*Verilen metin*
━━━━━━━━━━━━━━━━━━━━
Agos gazetesi Genel Yayın Yönetmeni Hrant Dink suikastının kilit ismi ve sanıkların 'büyük abi'si olarak nitelendirilen Erhan Tuncel'in kimliği, cinayetteki rolü ve neden “sustuğu” kafalarda soru işaretleri bıraktı.
Polis muhbiri olduğu söylenen Erhan Tuncel'in, tetikçi ve azmettiriciyle ilişkisi zanlıların ifadelerine yansırken, sorgusunda “susma hakkını” kullanması “hangi güvenceye dayanarak konuşmuyor” sorularına neden oldu. Azmettirici Yasin Hayal'in ise hem mahkemeye çıkarken yazar Orhan Pamuk'u kameralara bakarak tehdit etmesi, hem de “Olayın faili meçhul kalacağını umuyordum” demesi, “Kime güvenerek cinayetin faili meçhul kalacağını düşündü” sorusu da aydınlatılmaya muhtaç.
DAHA DERİN BİR ÇETENİN ÜYESİ Mİ?
Tuncel'in, sadece Yasin Hayal ve çevresindeki birkaç genci kontrol etmek için görevlendirilmiş olamayacağına dikkat çeken uzmanlar, “Eğer denildiği gibi Erhan Tuncel muhbirse, ihbar etmek için görevlendirildiği çete sadece Yasin Hayal'den mi ibaret” sorusunu soruyorlar.
Uzmanlar, susma hakkını kullanan Tuncel'in gerçekten muhbir mi yoksa suikastın arkasındaki “daha derin bir çetenin” üyesi mi olduğu konusunun henüz netlik kazanmadığını söylüyorlar.
İKİ İFADEDE DE ADI GEÇİYOR
Erhan Tuncel'in Trabzon'un eski Emniyet Müdürü Ramazan Akyürek tarafından muhbirliğe ikna edildiği ve Tuncel'in bu çerçevede defalarca polise Hrank Dink'e yönelik bir suikast yapılacağı ihbarında bulunduğu belirtilmişti. Ancak suikastın azmettiricisi olarak tutuklanan Yasin Hayal'in Ogün Samast'tan önce tetikçilik teklifi yaptığı Zeynel Abidin Yavuz, ifadesinde, “Hayal, Tuncel'in temin ettiği Hrant Dink'in resimlerini bana gösterdi ve 'Bu şahsı vurmaya gideceksin. Eylemi gerçekleştirirsen kahraman olacaksın. Seni yurtdışına göndereceğim' dedi” şeklinde bir ifade verdi.
Tutuklu sanıklardan Ahmet İskender de şu şekilde bir ifade verdi: “Yasin Hayal, daha önce çok iyi bir insandı. Ne zaman şu üniversiteli Erhan Tuncel ile tanıştı. Birdenbire şiddet içeren eylemler yapmaya başladı. Yasin'i hep Erhan Tuncel etkiledi.”
ÖNCE TANIK, SONRA MUHBİR, SONRA...
━━━━━━━━━━━━━━━━━━━━
*Alıştırma görevi 1*
Lütfen satırlarda "of the clear" geçen satırdan satırların sonuna kadarki kısmı, "clear blue sky" ifadesini "cloudless sky" ile değiştirerek yeniden yazın; geri kalan her şey aynen kalsın.
Metin ile satırlar birbirinden bağımsız iki ayrı malzemedir.
━━━━━━━━━━━━━━━━━━━━
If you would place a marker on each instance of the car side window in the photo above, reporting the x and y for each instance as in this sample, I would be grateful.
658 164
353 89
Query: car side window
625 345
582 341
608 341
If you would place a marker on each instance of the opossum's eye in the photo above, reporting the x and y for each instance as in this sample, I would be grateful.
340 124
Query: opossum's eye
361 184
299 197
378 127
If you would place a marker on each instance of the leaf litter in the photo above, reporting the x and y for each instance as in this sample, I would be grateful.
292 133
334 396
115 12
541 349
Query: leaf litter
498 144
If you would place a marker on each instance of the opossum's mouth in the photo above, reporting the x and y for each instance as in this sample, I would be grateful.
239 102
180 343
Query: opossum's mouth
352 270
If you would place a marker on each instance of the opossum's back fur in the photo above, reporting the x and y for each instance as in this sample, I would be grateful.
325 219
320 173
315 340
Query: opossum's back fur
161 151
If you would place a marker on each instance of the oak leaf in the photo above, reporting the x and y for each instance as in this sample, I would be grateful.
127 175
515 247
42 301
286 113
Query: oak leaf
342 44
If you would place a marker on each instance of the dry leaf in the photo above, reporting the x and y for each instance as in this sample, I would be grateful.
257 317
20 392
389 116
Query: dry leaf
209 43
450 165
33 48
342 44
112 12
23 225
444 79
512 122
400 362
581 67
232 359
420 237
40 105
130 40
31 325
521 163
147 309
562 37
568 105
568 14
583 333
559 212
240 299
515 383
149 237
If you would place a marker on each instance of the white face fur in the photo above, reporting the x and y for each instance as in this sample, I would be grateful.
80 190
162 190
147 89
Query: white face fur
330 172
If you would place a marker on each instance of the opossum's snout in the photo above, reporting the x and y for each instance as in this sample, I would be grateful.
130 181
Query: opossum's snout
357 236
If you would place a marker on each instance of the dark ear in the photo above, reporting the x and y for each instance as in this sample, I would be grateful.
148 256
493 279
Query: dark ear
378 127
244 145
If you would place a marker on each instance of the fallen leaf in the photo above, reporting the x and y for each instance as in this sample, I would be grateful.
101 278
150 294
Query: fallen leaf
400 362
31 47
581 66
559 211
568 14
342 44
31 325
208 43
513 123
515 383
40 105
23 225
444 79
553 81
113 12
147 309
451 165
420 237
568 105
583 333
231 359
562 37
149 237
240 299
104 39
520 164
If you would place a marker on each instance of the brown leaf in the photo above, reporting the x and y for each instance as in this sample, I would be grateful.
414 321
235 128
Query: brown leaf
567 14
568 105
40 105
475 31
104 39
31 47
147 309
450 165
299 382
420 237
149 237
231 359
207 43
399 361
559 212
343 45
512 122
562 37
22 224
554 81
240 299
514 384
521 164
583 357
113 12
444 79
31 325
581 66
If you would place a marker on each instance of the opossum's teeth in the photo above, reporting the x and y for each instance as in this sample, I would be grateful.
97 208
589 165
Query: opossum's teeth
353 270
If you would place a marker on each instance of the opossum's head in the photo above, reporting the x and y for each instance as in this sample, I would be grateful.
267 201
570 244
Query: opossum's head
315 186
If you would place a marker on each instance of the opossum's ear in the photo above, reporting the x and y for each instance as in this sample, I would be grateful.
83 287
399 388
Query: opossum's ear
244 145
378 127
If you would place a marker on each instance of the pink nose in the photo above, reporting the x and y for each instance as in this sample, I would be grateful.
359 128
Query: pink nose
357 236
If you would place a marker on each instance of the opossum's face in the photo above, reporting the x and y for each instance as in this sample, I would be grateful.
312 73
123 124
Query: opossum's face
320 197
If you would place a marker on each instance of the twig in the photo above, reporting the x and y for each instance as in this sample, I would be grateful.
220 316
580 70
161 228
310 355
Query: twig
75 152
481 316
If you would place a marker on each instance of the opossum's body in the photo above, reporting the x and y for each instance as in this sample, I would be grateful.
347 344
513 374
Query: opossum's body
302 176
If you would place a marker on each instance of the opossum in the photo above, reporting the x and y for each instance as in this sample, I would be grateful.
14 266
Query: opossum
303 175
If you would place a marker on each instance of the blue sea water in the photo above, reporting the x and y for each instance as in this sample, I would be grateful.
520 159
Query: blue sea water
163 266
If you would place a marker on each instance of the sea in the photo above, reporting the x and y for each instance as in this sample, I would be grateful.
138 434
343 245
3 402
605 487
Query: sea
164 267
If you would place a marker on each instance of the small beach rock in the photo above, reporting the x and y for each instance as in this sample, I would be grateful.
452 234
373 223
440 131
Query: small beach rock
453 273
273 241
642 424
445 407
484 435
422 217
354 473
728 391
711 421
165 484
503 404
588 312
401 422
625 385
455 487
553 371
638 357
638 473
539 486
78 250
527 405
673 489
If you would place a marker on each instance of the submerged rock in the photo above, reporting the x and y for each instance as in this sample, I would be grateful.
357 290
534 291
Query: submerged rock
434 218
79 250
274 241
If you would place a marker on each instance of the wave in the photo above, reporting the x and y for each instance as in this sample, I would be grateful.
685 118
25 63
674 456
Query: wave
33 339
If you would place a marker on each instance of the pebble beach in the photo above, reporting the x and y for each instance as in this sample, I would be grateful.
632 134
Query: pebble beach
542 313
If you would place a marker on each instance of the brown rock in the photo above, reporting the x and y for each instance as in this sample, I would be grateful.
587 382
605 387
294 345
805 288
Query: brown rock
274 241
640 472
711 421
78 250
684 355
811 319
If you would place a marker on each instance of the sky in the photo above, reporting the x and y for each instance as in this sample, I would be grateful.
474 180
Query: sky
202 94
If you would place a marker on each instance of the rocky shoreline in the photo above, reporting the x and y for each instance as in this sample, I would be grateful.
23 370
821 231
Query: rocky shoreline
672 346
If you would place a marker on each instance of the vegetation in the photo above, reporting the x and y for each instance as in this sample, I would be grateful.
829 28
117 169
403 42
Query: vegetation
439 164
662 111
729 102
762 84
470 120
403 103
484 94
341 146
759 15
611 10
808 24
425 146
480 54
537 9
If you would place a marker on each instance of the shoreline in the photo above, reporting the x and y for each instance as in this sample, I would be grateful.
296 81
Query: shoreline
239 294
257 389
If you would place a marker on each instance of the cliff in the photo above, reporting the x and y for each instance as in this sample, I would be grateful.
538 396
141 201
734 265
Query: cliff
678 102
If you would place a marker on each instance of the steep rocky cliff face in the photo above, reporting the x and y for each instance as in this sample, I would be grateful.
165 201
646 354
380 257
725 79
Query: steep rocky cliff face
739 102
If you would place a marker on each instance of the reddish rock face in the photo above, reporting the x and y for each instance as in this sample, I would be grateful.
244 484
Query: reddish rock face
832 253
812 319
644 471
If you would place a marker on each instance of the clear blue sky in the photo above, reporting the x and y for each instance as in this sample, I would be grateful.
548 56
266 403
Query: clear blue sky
━━━━━━━━━━━━━━━━━━━━
*Alıştırma görevi 2*
Hrant Dink suikastı hakkındaki metinde geçen şu cümleyi İngilizceye çevirin: "Uzmanlar, susma hakkını kullanan Tuncel'in gerçekten muhbir mi yoksa suikastın arkasındaki “daha derin bir çetenin” üyesi mi olduğu konusunun henüz netlik kazanmadığını söylüyorlar."

*Görev cevabı 1*
If you would place a marker on each instance of the cloudless sky in the photo above, reporting the x and y for each instance as in this sample, I would be grateful.
548 56
266 403
Query: cloudless sky

*Görev cevabı 2*
Experts say it has not yet become clear whether Tuncel, who exercised his right to remain silent, is really an informant or a member of a “deeper gang” behind the assassination.